◆ Input data:
+---+

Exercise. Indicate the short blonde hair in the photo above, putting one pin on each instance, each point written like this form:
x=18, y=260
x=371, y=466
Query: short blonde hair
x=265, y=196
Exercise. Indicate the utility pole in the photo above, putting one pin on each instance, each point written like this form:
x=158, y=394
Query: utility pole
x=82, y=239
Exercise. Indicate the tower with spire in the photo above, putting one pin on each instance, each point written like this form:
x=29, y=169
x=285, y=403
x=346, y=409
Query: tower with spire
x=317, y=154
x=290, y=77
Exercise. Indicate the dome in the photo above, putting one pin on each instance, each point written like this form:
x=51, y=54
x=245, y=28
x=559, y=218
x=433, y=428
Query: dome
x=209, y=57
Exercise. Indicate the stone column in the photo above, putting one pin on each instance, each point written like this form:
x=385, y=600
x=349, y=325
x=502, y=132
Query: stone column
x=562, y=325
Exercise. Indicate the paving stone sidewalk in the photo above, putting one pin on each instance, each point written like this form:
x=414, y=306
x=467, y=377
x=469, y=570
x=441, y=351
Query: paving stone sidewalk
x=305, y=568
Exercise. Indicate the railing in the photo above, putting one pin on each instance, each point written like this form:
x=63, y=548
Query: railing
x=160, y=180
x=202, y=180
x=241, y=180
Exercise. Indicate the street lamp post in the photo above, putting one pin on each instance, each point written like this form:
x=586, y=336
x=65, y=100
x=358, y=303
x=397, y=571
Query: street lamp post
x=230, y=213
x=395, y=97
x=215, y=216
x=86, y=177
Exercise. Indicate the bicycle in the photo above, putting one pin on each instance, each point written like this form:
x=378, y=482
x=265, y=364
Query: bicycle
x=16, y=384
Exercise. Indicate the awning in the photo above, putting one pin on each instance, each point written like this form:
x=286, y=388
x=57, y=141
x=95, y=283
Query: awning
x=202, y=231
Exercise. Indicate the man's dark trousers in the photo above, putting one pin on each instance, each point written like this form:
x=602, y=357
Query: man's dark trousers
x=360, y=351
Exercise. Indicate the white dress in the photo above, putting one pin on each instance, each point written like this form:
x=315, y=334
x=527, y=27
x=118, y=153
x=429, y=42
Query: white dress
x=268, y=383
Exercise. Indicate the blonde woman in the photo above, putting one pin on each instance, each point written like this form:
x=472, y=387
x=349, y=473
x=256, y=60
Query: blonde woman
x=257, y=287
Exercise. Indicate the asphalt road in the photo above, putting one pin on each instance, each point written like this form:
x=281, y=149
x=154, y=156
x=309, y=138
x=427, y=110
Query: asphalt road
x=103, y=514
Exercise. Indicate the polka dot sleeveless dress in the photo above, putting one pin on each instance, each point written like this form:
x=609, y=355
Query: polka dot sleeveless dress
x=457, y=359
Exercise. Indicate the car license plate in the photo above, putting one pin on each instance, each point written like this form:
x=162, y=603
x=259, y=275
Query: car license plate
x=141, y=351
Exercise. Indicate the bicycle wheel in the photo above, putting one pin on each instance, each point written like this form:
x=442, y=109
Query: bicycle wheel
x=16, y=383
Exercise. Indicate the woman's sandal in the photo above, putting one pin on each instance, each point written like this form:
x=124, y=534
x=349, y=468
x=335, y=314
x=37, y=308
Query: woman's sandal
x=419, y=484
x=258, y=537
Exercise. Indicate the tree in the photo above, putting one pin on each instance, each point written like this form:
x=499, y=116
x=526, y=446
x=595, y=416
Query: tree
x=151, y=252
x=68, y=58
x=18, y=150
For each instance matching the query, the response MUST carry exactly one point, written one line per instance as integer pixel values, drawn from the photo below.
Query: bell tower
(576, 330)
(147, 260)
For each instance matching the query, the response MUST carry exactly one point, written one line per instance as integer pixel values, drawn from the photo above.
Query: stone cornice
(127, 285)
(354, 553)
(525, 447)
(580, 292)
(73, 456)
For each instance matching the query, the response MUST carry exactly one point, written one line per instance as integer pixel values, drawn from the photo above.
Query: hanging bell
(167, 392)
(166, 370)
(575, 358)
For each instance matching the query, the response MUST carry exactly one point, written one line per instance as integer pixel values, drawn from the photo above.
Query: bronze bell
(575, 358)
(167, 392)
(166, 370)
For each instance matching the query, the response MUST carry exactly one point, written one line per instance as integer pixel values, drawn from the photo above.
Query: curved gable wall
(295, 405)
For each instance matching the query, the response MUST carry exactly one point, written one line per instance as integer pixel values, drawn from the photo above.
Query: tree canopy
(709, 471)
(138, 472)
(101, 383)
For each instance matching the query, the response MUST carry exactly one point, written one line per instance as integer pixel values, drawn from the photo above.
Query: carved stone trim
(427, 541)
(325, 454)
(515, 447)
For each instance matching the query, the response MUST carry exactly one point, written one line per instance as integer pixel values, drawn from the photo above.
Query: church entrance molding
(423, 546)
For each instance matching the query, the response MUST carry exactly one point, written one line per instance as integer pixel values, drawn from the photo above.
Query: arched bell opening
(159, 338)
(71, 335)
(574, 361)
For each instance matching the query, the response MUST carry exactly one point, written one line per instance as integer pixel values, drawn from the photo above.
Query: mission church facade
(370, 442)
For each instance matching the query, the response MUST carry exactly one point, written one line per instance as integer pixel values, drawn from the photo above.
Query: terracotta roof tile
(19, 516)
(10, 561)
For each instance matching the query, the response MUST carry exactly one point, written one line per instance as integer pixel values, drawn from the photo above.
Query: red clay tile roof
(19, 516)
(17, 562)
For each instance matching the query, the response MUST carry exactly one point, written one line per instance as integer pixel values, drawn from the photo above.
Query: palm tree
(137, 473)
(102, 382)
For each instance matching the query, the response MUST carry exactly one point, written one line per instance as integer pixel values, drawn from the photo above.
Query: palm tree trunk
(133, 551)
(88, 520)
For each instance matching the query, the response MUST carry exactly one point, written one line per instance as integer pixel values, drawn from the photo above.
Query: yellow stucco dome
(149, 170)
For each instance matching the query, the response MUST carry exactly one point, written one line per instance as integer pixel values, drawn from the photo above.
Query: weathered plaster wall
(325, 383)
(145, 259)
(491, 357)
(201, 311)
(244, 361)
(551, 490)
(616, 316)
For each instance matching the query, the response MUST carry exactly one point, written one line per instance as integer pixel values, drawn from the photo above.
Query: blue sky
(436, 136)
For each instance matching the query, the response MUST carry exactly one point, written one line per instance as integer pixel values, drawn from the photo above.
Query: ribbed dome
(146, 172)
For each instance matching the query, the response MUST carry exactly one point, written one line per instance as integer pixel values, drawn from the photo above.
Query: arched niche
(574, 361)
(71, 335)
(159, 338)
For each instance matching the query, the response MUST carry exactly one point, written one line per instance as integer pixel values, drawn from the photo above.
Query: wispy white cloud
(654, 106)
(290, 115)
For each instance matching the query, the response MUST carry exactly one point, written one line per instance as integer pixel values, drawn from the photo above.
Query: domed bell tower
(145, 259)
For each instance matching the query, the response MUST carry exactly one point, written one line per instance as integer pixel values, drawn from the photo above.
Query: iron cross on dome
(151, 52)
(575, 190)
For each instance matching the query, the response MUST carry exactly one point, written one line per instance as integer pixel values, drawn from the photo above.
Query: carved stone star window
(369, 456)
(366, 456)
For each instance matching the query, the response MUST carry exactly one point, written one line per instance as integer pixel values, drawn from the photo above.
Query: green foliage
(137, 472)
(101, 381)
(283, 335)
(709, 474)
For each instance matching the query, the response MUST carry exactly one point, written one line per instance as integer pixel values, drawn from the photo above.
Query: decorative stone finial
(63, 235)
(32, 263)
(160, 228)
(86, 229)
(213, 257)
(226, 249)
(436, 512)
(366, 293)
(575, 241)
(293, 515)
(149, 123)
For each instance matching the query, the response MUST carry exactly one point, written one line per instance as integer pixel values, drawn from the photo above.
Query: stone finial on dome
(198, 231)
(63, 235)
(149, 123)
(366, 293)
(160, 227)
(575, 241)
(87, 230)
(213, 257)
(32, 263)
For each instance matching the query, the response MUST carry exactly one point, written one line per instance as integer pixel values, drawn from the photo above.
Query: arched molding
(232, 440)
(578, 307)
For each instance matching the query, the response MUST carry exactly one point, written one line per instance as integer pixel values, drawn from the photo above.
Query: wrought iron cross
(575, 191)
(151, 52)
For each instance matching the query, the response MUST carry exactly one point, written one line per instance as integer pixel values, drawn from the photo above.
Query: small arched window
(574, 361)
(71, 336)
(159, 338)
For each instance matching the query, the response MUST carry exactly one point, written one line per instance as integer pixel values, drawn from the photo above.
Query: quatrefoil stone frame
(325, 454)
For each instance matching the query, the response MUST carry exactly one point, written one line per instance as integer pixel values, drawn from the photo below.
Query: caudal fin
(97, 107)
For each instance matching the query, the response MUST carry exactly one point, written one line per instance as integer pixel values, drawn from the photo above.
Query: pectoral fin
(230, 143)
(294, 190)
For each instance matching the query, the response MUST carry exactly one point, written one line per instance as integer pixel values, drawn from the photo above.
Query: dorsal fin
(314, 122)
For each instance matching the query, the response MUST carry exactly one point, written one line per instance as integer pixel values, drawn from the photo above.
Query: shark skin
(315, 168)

+---+

Set down again, word for word, the stretch of records from the line with "Exercise. Indicate the bicycle in" to the line with "Exercise. Indicate the blonde", both of those lines included.

Exercise. Indicate the bicycle in the photo above, putting one pin on each instance, each point written like this form:
x=378, y=482
x=265, y=364
Query: bicycle
x=16, y=384
Exercise. Indicate the awning in the photo above, putting one pin on each instance, each point written like this form:
x=286, y=388
x=57, y=141
x=95, y=283
Query: awning
x=202, y=231
Exercise. Indicate the man's dark trousers in the photo above, putting one pin on each instance, each point written like this form:
x=602, y=357
Query: man's dark trousers
x=360, y=351
Exercise. Indicate the white dress in the photo above, putting one pin on each instance, each point written like this form:
x=315, y=334
x=527, y=27
x=118, y=153
x=429, y=42
Query: white dress
x=268, y=383
Exercise. Indicate the blonde woman in the photo above, putting one pin on each instance, each point written like this form:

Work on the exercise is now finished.